* START Input records *

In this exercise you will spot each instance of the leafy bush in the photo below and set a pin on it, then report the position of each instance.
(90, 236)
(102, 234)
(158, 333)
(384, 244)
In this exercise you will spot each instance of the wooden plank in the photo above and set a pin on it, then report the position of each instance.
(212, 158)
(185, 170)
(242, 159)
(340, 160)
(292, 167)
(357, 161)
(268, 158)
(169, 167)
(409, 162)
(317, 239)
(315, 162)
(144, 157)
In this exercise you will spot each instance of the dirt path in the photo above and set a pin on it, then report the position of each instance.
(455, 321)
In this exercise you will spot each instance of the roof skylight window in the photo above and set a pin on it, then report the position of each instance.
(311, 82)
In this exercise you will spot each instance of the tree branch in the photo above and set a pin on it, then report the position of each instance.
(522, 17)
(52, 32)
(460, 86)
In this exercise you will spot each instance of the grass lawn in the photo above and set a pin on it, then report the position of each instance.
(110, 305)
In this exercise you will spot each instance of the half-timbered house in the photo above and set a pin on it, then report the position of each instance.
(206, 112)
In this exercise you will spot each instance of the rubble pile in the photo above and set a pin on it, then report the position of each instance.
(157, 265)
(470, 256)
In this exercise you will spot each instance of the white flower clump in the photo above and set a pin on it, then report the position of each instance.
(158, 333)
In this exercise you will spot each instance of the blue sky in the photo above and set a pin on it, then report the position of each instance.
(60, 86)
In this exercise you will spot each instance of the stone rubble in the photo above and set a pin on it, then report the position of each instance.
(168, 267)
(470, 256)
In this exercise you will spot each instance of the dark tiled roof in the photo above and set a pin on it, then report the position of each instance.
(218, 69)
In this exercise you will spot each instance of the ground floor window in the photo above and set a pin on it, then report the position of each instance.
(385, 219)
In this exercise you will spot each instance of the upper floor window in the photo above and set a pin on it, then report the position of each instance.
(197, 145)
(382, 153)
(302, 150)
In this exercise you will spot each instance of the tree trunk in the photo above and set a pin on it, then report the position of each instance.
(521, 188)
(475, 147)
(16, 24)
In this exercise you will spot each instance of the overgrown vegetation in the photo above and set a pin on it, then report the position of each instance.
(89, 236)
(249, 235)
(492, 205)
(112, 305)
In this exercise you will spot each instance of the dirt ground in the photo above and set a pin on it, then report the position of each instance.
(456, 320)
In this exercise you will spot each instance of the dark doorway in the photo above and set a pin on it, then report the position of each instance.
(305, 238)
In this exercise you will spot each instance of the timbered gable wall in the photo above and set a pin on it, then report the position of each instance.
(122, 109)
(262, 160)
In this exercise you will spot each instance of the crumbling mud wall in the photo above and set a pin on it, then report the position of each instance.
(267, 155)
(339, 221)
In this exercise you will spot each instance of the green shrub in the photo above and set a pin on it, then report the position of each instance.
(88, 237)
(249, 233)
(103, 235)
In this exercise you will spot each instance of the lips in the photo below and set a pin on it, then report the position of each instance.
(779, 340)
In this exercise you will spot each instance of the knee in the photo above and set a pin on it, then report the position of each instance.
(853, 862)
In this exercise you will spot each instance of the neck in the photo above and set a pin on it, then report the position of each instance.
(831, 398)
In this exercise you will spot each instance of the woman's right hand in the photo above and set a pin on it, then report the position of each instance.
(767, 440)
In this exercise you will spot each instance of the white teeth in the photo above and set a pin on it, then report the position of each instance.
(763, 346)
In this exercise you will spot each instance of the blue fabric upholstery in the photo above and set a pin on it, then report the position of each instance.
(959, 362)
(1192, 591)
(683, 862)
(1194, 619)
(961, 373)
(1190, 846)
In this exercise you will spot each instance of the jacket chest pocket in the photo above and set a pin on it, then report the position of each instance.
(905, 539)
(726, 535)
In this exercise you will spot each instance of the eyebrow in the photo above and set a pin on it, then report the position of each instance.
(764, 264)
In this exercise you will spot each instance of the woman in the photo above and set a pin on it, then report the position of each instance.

* END Input records *

Replace every "set a pin on it" in the lines above with "mark it", and leave everything else in them unchanged.

In this exercise you will spot each instance of the leafy bush in the photo below and mark it, then report the position of each instance.
(90, 236)
(102, 234)
(158, 333)
(384, 244)
In this exercise you will spot each instance of the wooden plank in the photo above and mark it, then report the position of each instance.
(212, 158)
(185, 170)
(242, 159)
(340, 160)
(292, 167)
(357, 161)
(268, 158)
(169, 167)
(409, 162)
(317, 239)
(315, 162)
(144, 157)
In this exercise you will spot each instance of the dirt path in the photo above and mark it, then report the position of each instance.
(455, 321)
In this exercise you will spot each instance of the roof skylight window in the photo above and mark it, then report the position of each instance.
(311, 82)
In this exercise you will spot each instance of the tree branch in the photo above and mark it, then report the position of each instance.
(522, 17)
(52, 32)
(460, 86)
In this exercise you will spot each instance of the grass lawn in the photo above and mark it, then report the position of each instance.
(110, 305)
In this exercise you will spot each instance of the half-timbered house in the photo above and mark it, then report the position of each instance.
(206, 112)
In this exercise you will spot each instance of the rubble pile in the photo above and mark it, then report the position of each instance.
(157, 265)
(470, 256)
In this exercise you will spot each instance of the white flower clump in the photo above and mark it, then report the position of each instance.
(158, 333)
In this exercise you will spot each instance of the blue sky in the photo above and mark it, then report the position of each instance.
(60, 86)
In this exercise you will spot each instance of the stone rubble in the photo above and mark it, then report the position of each instance.
(168, 267)
(470, 256)
In this exercise you will spot each instance of the dark tiled roof in the photo above and mark it, then report the position of each instance.
(218, 69)
In this exercise you will spot each instance of the ground floor window in the photo above and mark it, then report the position of each instance.
(385, 219)
In this exercise you will spot each instance of the upper floor window in the photo above and mark it, then report the position of each instance.
(197, 145)
(382, 153)
(302, 150)
In this exercise you will spot each instance of the tree trunk in the photo above and mark it, then report the position of each instance.
(521, 188)
(475, 147)
(16, 24)
In this exercise you will spot each instance of the overgrown vegetation in the photo above and mark it, then report the position of each instance.
(89, 236)
(249, 235)
(492, 205)
(112, 305)
In this exercise you will spot each instance of the dirt ground in the photo above and mark it, then report the position of each instance.
(456, 320)
In this exercise you will spot each instance of the dark doorway in the photo above and mark it, then report the position of each instance.
(305, 238)
In this exercise you will spot each instance of the timbered gable wall in the photo above and mark it, then report the position of each instance.
(122, 109)
(262, 160)
In this exercise you will spot each instance of the crumbling mud wall in the photo above and mark it, then report the position of each instance.
(267, 155)
(339, 221)
In this exercise you will spot each instance of the green shrub in the photo above and mark it, then report the position of each instance.
(88, 237)
(249, 233)
(103, 235)
In this exercise you will spot each instance of the lips in the photo below and mark it, then report the position of each instance.
(779, 340)
In this exercise you will spot each instance of the knee in the photo above and mark it, then report the position of each instance.
(853, 862)
In this exercise you will spot each instance of the neck in the photo above and mark it, then report the position of each instance.
(831, 398)
In this exercise you will spot each instance of the woman's right hand in the photo above and mark it, then report the position of each instance.
(767, 440)
In this exercise you will spot each instance of the white teeth in the photo above and mark it, then report the position of each instance.
(763, 346)
In this exercise you will spot each instance of the blue fabric upholstery in the photo above and mark it, then report the position of each instance.
(959, 362)
(1192, 591)
(683, 862)
(1194, 619)
(961, 373)
(1190, 846)
In this exercise you will spot each instance of the jacket chest pocket in the photo above and mark it, then report the position of each instance.
(905, 539)
(726, 535)
In this exercise you will spot each instance of the eyebrow in the photo above and mark it, then report the position of each instance.
(764, 264)
In this exercise you will spot each instance of the woman in the photo above and mark it, then report the position of each instance.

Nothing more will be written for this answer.